(Saved data entries)
※

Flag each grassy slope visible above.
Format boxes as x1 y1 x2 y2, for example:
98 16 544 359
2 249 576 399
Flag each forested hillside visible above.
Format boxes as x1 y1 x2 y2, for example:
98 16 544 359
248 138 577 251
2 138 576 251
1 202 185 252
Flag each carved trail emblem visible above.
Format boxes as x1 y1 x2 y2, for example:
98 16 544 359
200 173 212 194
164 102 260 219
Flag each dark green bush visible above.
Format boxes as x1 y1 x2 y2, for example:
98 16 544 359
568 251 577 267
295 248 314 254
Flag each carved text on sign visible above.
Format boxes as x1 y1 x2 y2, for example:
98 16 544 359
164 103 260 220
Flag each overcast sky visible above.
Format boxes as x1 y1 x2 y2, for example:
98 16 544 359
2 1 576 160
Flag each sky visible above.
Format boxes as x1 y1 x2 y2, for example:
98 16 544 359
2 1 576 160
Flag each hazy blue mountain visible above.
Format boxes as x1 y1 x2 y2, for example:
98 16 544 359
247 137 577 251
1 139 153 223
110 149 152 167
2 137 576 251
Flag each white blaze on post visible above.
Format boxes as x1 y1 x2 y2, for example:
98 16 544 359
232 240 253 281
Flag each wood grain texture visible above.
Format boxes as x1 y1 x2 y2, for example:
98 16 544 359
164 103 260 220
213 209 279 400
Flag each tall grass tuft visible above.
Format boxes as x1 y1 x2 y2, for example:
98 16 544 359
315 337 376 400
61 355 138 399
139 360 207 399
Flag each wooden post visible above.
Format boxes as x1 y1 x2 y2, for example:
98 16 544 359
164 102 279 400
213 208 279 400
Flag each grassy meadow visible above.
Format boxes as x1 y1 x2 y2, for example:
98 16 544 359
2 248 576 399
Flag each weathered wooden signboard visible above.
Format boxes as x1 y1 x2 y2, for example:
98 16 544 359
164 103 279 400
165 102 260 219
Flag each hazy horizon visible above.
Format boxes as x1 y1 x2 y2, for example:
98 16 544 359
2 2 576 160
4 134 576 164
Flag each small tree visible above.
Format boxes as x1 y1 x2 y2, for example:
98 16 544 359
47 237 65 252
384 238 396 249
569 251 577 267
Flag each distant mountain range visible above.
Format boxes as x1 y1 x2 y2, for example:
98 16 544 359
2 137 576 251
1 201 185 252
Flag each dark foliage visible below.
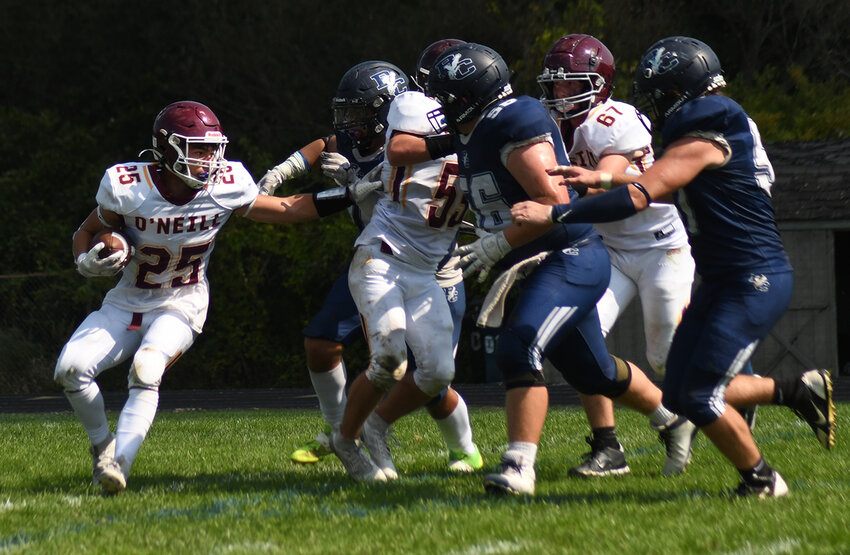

※

**ABOUT THIS EXERCISE:** Set the pictures aside and reproduce the data above exactly.

**RESULT:**
Flag each grassy slope visible above.
Format boxes as x1 y1 x2 y2, for example:
98 16 544 359
2 249 576 399
Flag each forested hillside visible above.
Format boxes as x1 y1 x2 y2, for example:
98 16 544 359
248 138 577 251
2 138 576 251
1 202 185 252
Flag each carved trail emblem visible above.
Format boxes as x1 y1 x2 y2, for example:
98 16 544 359
200 173 212 194
164 102 260 219
Flag each dark green bush visible above.
Format boxes as x1 y1 x2 y2, for example:
98 16 544 359
568 251 577 267
295 248 314 254
Flag each carved text on sign visible above.
Format boxes as x1 y1 x2 y2, for example:
98 16 544 359
164 103 260 220
Flag each overcast sky visible above.
Format boxes as x1 y1 x2 y2, for example:
98 16 544 359
2 1 576 160
Flag each sky visible above.
Format boxes as x1 y1 x2 y2, for example:
98 16 544 359
2 1 576 160
Flag each hazy blue mountain visible above.
Format boxes as x1 y1 x2 y2, for example:
98 16 544 359
247 137 577 251
1 139 153 223
110 149 152 167
2 137 576 251
Flag each white blaze on post visible above.
Format boxes as x1 y1 x2 y2, for example:
98 16 544 359
232 240 253 281
Flag each wood grain texture visible above.
Format boxes as x1 y1 x2 y2, for example:
98 16 544 359
164 103 260 220
213 209 279 400
Flag each tall grass tuft visible above.
Format boxes as x1 y1 x2 y2, for example:
98 16 544 359
315 337 376 400
61 355 138 399
139 360 207 399
Flag each wooden post visible above.
Format boxes as x1 y1 x2 y2, for example:
98 16 544 359
164 102 279 400
213 208 279 400
Flag each grassy meadow visible above.
Format boxes as x1 y1 x2 y2, for example:
98 16 544 359
2 248 576 399
Flag each weathered wooden signboard visible above.
Format boxes as x1 y1 x2 y2, for example:
98 16 544 359
164 103 279 400
165 102 260 219
Flag each hazy horizon visible above.
Format boxes as x1 y1 x2 y2, for example:
98 16 544 359
2 2 576 160
4 134 576 164
Flag each small tree visible above.
Format boxes as x1 y1 x2 y2, for example:
98 16 544 359
47 237 65 252
384 238 396 249
569 251 577 267
Flag each distant mountain range visible above.
Format boxes as x1 y1 x2 y2, for example:
98 16 544 359
2 137 576 251
1 201 185 252
Flag each dark foliage visible below.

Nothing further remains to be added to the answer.